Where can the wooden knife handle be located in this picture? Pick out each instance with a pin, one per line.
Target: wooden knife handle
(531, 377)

____________________

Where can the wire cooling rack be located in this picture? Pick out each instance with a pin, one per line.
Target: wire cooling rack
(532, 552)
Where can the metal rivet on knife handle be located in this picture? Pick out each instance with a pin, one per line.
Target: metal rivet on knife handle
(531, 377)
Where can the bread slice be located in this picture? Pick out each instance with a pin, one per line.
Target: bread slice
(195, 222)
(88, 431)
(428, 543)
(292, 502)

____________________

Exercise => Which lines in the rows above contain the word "Where"? Report each of them in full.

Task solution =>
Where can the wooden knife handle be located in this picture? Pick out each instance with a pin, one per line.
Where can the wire cooling rack be located in this picture? Pick out each instance with a pin, one per line.
Where can the metal rivet on knife handle be located in this picture? Pick out each instance with a pin, one per line.
Where can the bread slice be located in this picture? Pick out each instance with a pin, one per line.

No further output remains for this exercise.